* **To do**: From the entries, copy each line that includes "pointer".

___

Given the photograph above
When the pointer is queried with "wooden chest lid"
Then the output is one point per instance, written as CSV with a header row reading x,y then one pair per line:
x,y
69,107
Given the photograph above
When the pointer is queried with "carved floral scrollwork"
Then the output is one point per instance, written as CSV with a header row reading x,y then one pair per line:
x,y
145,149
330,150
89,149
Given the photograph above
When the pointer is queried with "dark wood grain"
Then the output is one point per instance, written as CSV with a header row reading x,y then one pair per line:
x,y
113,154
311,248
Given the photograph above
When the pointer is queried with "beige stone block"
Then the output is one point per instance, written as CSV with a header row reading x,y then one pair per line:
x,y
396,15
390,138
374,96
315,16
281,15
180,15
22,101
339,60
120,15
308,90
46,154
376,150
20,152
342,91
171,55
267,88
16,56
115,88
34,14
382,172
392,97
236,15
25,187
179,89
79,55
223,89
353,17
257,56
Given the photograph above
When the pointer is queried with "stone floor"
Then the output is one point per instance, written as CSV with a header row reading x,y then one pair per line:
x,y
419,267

___

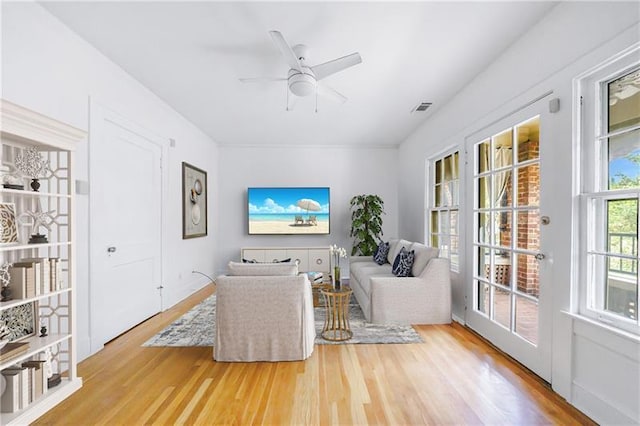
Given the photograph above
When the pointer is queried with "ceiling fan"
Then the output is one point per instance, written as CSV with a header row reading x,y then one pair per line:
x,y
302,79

___

* **Solution to this problem**:
When the pointer is queried with "wooden chest lid"
When the pointer is queried with "carved floral scrollwork"
When the pointer is queried with "dark wood grain"
When the pointer is queried with "beige stone block"
When the pointer is queried with "stone floor"
When the pointer is queried with "ceiling fan"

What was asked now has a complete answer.